**PROBLEM STATEMENT**
Pull out every line of the rows that contains the word "stone", and copy each one in full.

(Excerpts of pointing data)
######

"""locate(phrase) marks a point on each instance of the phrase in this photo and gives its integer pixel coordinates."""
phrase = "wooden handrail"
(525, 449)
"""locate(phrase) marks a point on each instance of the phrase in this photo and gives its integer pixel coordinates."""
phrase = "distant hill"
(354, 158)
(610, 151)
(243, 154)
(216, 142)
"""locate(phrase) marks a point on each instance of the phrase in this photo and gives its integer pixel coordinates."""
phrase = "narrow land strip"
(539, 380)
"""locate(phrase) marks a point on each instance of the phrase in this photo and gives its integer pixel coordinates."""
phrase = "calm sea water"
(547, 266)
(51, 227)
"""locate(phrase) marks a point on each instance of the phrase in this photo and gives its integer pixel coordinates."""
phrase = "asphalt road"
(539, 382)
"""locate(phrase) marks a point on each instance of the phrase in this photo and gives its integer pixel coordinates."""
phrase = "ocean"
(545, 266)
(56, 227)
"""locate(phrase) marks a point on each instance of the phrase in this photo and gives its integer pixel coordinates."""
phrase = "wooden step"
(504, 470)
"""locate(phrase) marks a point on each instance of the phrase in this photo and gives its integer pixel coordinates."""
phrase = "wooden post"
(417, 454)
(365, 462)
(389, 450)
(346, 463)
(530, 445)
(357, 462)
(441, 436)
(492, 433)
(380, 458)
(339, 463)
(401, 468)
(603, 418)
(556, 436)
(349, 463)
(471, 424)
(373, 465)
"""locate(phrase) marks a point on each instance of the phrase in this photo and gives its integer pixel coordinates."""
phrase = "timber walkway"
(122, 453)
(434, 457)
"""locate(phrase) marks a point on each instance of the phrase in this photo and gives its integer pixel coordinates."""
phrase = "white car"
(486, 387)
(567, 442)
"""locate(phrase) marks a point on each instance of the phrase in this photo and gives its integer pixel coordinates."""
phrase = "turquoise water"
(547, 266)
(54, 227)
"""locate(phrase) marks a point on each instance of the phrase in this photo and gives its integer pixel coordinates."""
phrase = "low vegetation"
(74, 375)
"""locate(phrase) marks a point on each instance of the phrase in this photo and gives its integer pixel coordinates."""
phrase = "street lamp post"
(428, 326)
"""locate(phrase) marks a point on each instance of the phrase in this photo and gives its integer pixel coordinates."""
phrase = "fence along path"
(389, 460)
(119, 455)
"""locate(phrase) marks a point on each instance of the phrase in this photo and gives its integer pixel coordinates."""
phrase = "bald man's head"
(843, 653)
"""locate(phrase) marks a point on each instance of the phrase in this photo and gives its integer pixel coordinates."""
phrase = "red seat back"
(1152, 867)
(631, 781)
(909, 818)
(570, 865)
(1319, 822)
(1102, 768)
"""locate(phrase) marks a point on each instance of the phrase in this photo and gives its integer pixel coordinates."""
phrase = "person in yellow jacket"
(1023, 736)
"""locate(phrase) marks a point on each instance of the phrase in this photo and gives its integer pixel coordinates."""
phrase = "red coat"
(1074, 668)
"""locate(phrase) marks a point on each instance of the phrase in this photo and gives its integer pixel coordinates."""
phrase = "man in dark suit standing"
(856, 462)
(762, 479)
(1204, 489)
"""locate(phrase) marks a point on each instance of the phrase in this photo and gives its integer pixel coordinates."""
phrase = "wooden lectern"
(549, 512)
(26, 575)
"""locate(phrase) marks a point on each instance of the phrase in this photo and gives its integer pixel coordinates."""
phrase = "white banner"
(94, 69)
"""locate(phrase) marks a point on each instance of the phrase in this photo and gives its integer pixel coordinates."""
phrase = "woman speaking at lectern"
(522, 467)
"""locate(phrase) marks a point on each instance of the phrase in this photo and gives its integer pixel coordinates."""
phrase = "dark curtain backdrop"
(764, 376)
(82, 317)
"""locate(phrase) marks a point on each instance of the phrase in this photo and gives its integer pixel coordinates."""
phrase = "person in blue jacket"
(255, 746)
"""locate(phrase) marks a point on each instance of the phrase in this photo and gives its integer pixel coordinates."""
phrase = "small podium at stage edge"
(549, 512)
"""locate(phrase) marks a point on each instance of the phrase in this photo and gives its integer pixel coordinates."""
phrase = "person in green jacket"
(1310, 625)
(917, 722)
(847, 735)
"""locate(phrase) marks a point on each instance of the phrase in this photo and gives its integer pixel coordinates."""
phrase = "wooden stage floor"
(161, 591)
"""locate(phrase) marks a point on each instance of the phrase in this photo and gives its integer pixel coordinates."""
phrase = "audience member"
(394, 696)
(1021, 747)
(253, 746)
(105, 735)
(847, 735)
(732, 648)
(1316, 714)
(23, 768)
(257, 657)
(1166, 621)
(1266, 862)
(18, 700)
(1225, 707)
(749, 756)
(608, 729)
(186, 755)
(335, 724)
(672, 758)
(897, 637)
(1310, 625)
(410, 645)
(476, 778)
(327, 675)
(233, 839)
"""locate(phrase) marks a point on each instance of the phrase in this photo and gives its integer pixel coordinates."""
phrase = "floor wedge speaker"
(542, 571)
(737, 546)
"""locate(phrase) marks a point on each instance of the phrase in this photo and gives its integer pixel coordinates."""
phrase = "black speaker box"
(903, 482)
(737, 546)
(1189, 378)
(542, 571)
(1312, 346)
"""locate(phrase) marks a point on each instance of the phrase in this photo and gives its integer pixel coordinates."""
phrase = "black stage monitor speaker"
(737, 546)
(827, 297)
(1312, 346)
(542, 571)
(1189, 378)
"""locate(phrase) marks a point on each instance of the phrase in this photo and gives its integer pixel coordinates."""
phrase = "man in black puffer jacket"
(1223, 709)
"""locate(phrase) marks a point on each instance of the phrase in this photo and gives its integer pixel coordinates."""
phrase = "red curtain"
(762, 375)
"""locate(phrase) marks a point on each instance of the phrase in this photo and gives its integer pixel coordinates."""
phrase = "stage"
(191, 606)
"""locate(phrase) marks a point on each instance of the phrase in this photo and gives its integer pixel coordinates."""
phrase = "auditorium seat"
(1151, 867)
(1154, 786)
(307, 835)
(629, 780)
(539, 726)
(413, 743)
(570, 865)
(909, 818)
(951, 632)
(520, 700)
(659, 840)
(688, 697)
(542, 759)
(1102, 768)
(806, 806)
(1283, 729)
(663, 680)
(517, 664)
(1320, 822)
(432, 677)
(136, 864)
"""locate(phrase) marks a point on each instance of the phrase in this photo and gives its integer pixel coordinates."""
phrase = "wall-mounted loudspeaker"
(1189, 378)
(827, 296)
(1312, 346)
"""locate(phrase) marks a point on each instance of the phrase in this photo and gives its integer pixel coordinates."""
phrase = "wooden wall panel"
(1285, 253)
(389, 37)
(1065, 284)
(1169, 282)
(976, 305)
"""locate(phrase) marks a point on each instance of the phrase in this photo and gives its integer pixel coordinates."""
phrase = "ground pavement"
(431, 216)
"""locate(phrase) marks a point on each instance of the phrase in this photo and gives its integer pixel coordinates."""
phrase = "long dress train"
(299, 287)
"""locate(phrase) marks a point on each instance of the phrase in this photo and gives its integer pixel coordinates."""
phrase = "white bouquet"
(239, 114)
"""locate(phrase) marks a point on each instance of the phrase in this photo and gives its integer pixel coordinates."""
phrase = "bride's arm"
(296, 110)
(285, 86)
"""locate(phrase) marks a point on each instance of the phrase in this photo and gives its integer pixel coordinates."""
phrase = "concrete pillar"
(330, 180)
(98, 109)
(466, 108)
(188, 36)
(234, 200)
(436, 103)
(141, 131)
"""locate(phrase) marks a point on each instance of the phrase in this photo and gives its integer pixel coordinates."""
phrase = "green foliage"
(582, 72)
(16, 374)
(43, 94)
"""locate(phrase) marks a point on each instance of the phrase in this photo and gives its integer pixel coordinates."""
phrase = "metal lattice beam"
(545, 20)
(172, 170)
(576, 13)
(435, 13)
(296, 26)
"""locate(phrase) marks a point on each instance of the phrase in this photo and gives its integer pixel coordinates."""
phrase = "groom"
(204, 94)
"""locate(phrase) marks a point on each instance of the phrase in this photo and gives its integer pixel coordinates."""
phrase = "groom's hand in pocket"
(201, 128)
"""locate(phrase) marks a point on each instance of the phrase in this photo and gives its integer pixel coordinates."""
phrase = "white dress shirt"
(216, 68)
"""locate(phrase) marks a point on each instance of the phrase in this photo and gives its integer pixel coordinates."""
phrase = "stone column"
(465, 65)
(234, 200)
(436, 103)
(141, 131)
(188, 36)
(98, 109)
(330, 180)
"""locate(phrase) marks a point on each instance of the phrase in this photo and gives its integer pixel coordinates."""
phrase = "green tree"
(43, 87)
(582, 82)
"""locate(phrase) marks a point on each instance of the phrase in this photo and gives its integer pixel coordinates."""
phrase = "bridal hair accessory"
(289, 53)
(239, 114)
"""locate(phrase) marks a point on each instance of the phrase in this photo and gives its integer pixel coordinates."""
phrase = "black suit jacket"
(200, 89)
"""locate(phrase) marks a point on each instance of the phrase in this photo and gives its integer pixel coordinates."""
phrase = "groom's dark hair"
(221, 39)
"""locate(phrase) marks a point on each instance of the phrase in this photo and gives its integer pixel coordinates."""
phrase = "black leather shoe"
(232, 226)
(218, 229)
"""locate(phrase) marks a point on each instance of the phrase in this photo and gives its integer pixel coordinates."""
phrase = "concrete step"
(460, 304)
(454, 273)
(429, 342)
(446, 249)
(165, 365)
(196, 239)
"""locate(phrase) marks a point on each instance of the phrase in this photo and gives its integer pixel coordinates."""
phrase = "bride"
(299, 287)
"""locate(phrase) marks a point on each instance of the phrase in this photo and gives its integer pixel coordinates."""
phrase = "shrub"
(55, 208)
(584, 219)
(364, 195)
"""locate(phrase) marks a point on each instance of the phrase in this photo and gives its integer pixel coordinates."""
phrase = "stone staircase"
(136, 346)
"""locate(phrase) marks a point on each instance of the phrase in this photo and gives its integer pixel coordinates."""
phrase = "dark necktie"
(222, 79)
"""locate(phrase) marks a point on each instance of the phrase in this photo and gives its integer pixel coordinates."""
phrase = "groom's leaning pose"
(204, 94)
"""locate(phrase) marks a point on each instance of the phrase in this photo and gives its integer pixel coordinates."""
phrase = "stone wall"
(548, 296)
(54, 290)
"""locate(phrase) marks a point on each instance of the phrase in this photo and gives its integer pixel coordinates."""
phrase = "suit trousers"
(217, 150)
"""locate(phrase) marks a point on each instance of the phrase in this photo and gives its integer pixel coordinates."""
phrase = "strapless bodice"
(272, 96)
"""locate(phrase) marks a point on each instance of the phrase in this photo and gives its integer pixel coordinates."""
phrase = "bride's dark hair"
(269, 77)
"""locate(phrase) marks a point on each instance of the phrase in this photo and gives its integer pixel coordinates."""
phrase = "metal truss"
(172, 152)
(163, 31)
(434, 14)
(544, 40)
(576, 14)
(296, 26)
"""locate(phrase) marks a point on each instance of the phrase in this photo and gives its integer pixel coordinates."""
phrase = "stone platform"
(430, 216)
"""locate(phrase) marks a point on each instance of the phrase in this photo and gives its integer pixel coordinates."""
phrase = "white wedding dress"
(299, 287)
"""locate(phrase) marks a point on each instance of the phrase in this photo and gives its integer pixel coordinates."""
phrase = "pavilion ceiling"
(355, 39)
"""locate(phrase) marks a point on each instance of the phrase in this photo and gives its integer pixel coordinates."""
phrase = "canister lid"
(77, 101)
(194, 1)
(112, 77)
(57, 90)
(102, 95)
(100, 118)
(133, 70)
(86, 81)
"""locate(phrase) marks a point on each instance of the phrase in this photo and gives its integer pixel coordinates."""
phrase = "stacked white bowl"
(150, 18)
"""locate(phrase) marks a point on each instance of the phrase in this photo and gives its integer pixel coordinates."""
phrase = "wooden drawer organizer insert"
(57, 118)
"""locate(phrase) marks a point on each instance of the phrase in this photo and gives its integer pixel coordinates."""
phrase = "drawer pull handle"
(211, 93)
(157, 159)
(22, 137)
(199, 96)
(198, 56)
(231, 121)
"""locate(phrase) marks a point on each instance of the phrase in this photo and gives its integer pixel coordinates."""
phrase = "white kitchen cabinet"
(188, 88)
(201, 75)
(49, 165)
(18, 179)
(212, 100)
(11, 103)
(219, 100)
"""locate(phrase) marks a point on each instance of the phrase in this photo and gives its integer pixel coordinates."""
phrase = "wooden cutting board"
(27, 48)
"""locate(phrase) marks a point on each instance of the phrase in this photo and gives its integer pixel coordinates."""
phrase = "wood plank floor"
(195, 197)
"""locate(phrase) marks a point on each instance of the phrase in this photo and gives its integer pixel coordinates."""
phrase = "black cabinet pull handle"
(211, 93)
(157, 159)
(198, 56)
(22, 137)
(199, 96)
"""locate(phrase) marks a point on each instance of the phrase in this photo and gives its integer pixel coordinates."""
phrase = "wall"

######

**TASK ANSWER**
phrase = "stone column"
phrase = "stone staircase"
phrase = "stone wall"
phrase = "stone platform"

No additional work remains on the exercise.